Goal of the exercise:
Give only the number of lines in the listing below that contain the word "jacket".

Provided information:

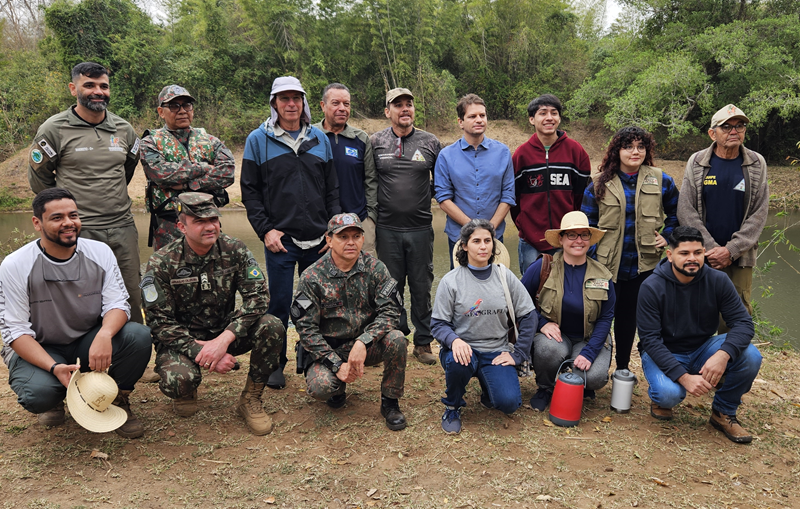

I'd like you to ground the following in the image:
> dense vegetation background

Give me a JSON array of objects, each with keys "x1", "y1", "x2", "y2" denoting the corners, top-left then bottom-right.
[{"x1": 0, "y1": 0, "x2": 800, "y2": 161}]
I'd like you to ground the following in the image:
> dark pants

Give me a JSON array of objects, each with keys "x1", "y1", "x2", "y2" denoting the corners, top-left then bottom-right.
[
  {"x1": 156, "y1": 314, "x2": 286, "y2": 399},
  {"x1": 306, "y1": 330, "x2": 408, "y2": 401},
  {"x1": 8, "y1": 322, "x2": 152, "y2": 414},
  {"x1": 439, "y1": 348, "x2": 522, "y2": 414},
  {"x1": 614, "y1": 270, "x2": 653, "y2": 369},
  {"x1": 375, "y1": 226, "x2": 433, "y2": 346},
  {"x1": 264, "y1": 235, "x2": 325, "y2": 366}
]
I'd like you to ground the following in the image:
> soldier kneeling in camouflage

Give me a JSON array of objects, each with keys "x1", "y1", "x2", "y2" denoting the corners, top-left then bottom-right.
[
  {"x1": 140, "y1": 193, "x2": 284, "y2": 435},
  {"x1": 291, "y1": 214, "x2": 408, "y2": 431}
]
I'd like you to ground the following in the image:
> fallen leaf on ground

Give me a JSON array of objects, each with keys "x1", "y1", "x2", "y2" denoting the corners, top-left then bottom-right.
[
  {"x1": 92, "y1": 449, "x2": 108, "y2": 460},
  {"x1": 650, "y1": 477, "x2": 669, "y2": 488}
]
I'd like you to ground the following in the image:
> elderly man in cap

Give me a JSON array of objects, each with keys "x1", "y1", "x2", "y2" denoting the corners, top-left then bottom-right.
[
  {"x1": 370, "y1": 88, "x2": 442, "y2": 364},
  {"x1": 292, "y1": 214, "x2": 407, "y2": 431},
  {"x1": 241, "y1": 76, "x2": 341, "y2": 389},
  {"x1": 678, "y1": 104, "x2": 769, "y2": 332},
  {"x1": 0, "y1": 187, "x2": 151, "y2": 438},
  {"x1": 142, "y1": 85, "x2": 235, "y2": 251},
  {"x1": 140, "y1": 192, "x2": 286, "y2": 435}
]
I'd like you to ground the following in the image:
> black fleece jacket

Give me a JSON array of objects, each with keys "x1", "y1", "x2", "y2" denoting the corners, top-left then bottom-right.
[{"x1": 636, "y1": 258, "x2": 754, "y2": 382}]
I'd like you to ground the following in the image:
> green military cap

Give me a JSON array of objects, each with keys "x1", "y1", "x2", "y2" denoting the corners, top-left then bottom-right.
[
  {"x1": 175, "y1": 193, "x2": 222, "y2": 217},
  {"x1": 328, "y1": 213, "x2": 364, "y2": 235},
  {"x1": 158, "y1": 85, "x2": 194, "y2": 105}
]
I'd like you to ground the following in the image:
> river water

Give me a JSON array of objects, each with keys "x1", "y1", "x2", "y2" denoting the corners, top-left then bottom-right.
[{"x1": 0, "y1": 207, "x2": 800, "y2": 349}]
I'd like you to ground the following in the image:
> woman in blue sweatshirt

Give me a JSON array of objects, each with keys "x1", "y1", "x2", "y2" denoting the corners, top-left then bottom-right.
[{"x1": 522, "y1": 211, "x2": 616, "y2": 412}]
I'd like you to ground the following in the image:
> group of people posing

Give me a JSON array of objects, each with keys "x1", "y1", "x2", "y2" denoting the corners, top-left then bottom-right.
[{"x1": 0, "y1": 62, "x2": 769, "y2": 443}]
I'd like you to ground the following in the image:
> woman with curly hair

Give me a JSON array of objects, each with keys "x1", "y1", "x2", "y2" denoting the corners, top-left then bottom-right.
[{"x1": 581, "y1": 127, "x2": 678, "y2": 376}]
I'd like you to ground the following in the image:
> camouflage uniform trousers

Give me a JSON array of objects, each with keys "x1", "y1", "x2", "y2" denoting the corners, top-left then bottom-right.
[
  {"x1": 153, "y1": 217, "x2": 183, "y2": 251},
  {"x1": 156, "y1": 314, "x2": 284, "y2": 399},
  {"x1": 306, "y1": 330, "x2": 408, "y2": 401}
]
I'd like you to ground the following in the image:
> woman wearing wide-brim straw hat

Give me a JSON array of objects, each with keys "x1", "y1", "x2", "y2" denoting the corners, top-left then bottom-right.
[
  {"x1": 522, "y1": 211, "x2": 615, "y2": 412},
  {"x1": 581, "y1": 127, "x2": 678, "y2": 370}
]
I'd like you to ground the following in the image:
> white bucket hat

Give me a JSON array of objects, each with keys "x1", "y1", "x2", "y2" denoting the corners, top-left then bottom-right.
[
  {"x1": 67, "y1": 369, "x2": 128, "y2": 433},
  {"x1": 544, "y1": 210, "x2": 606, "y2": 247}
]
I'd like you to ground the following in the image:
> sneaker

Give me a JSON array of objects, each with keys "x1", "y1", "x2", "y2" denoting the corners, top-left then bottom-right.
[
  {"x1": 531, "y1": 389, "x2": 553, "y2": 412},
  {"x1": 708, "y1": 410, "x2": 753, "y2": 444},
  {"x1": 414, "y1": 344, "x2": 438, "y2": 366},
  {"x1": 481, "y1": 391, "x2": 494, "y2": 410},
  {"x1": 325, "y1": 392, "x2": 347, "y2": 410},
  {"x1": 36, "y1": 401, "x2": 66, "y2": 426},
  {"x1": 442, "y1": 406, "x2": 461, "y2": 435},
  {"x1": 650, "y1": 403, "x2": 672, "y2": 421}
]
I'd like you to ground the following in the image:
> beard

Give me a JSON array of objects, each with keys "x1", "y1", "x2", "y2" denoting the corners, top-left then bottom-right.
[
  {"x1": 672, "y1": 263, "x2": 700, "y2": 277},
  {"x1": 78, "y1": 94, "x2": 109, "y2": 112}
]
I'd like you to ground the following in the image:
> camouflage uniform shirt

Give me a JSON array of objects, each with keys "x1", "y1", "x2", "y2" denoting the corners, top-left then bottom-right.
[
  {"x1": 140, "y1": 233, "x2": 269, "y2": 359},
  {"x1": 292, "y1": 251, "x2": 400, "y2": 364}
]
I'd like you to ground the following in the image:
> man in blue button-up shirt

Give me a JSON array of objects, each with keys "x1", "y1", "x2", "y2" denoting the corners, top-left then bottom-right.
[{"x1": 434, "y1": 94, "x2": 516, "y2": 269}]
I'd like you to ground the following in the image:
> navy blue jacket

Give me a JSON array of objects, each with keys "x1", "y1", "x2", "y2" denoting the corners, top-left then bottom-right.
[
  {"x1": 636, "y1": 258, "x2": 754, "y2": 382},
  {"x1": 241, "y1": 122, "x2": 341, "y2": 241}
]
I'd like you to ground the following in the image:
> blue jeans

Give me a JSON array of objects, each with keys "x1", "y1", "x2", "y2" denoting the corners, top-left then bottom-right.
[
  {"x1": 642, "y1": 334, "x2": 761, "y2": 415},
  {"x1": 264, "y1": 235, "x2": 325, "y2": 366},
  {"x1": 447, "y1": 237, "x2": 504, "y2": 270},
  {"x1": 517, "y1": 237, "x2": 557, "y2": 276},
  {"x1": 439, "y1": 347, "x2": 522, "y2": 414}
]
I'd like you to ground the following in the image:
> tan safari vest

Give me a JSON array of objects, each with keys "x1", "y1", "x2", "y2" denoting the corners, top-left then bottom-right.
[
  {"x1": 539, "y1": 251, "x2": 611, "y2": 339},
  {"x1": 592, "y1": 165, "x2": 667, "y2": 282}
]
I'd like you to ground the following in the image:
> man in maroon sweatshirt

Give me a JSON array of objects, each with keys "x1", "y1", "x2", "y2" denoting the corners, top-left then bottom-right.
[{"x1": 511, "y1": 94, "x2": 591, "y2": 274}]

In response:
2